» **WORK REQUIRED**:
Please count how many lines of the listing below contain the string "brass", matching case exactly, and reply with that number alone.

» **EXCERPTED DATA**:
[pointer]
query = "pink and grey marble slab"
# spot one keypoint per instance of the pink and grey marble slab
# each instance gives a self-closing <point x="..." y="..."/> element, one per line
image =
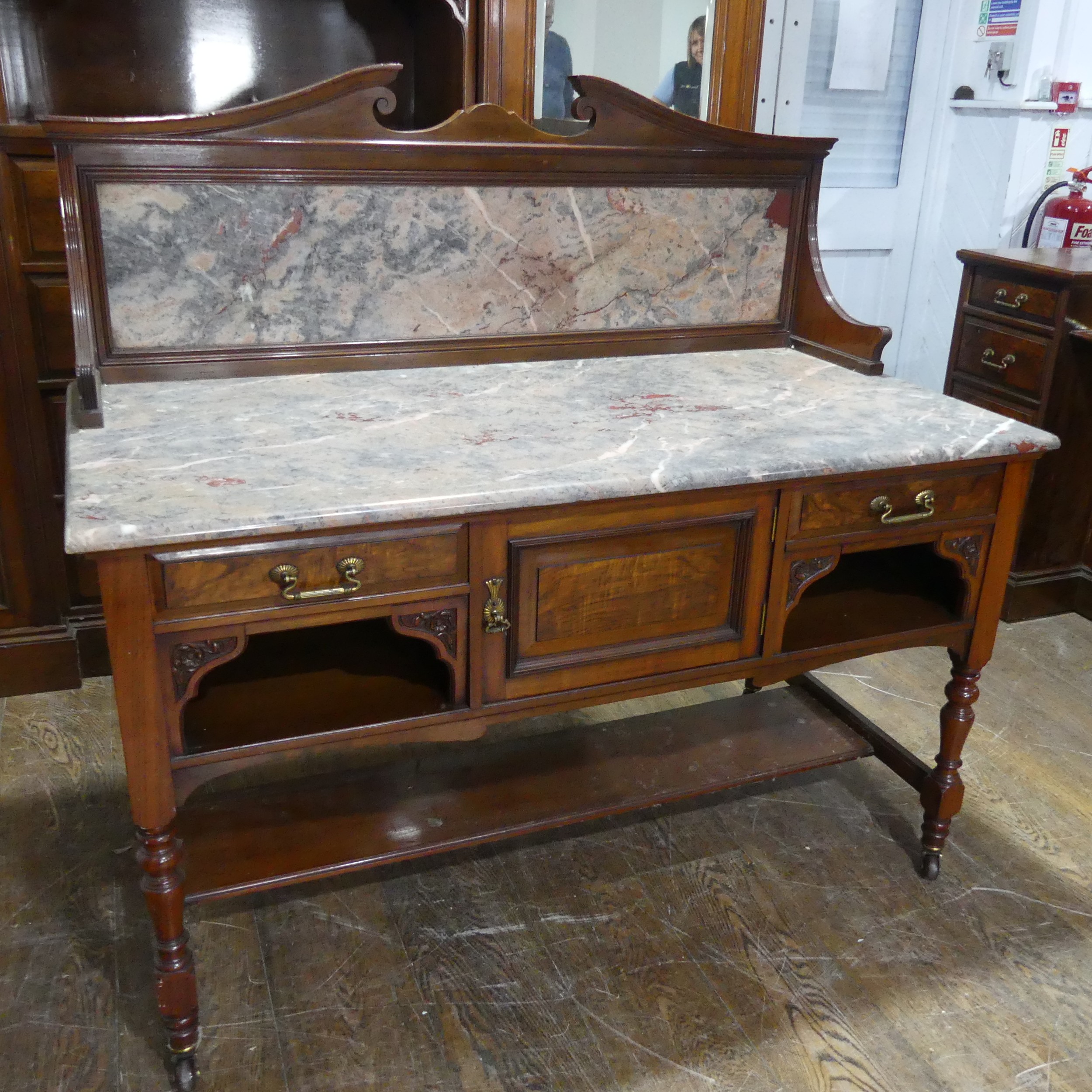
<point x="206" y="265"/>
<point x="209" y="459"/>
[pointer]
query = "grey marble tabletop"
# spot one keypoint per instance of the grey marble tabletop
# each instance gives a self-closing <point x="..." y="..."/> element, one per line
<point x="208" y="459"/>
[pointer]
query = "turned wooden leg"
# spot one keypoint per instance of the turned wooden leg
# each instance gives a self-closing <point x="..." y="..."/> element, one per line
<point x="160" y="857"/>
<point x="943" y="793"/>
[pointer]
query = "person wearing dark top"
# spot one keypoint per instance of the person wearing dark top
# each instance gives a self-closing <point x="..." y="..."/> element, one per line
<point x="557" y="67"/>
<point x="681" y="88"/>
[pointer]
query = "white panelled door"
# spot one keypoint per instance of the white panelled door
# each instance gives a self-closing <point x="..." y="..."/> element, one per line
<point x="867" y="73"/>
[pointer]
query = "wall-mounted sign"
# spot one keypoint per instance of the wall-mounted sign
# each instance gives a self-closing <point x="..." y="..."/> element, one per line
<point x="1056" y="158"/>
<point x="997" y="19"/>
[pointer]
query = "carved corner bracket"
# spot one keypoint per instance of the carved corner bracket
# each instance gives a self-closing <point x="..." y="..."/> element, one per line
<point x="440" y="627"/>
<point x="804" y="571"/>
<point x="190" y="658"/>
<point x="967" y="551"/>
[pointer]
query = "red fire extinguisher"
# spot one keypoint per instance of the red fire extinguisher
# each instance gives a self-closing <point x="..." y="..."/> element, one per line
<point x="1067" y="219"/>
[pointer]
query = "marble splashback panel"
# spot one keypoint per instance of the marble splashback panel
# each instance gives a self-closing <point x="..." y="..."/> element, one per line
<point x="204" y="265"/>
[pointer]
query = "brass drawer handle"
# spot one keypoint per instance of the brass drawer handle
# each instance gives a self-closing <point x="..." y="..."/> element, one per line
<point x="925" y="501"/>
<point x="988" y="359"/>
<point x="287" y="576"/>
<point x="1001" y="298"/>
<point x="493" y="615"/>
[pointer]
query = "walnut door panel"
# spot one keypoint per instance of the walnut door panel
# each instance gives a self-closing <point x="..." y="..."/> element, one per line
<point x="603" y="605"/>
<point x="38" y="191"/>
<point x="853" y="508"/>
<point x="988" y="401"/>
<point x="47" y="295"/>
<point x="394" y="562"/>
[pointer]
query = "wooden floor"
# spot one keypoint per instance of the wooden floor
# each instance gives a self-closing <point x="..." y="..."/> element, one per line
<point x="774" y="938"/>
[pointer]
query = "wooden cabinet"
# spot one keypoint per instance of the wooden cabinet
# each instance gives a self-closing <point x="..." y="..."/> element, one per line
<point x="1020" y="349"/>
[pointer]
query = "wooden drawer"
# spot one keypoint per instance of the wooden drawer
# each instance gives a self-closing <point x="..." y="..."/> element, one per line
<point x="416" y="560"/>
<point x="967" y="394"/>
<point x="1009" y="297"/>
<point x="846" y="509"/>
<point x="1003" y="357"/>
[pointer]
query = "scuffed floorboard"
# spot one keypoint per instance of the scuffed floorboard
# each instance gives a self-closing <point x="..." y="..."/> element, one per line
<point x="771" y="938"/>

» **EXPECTED OUTPUT**:
2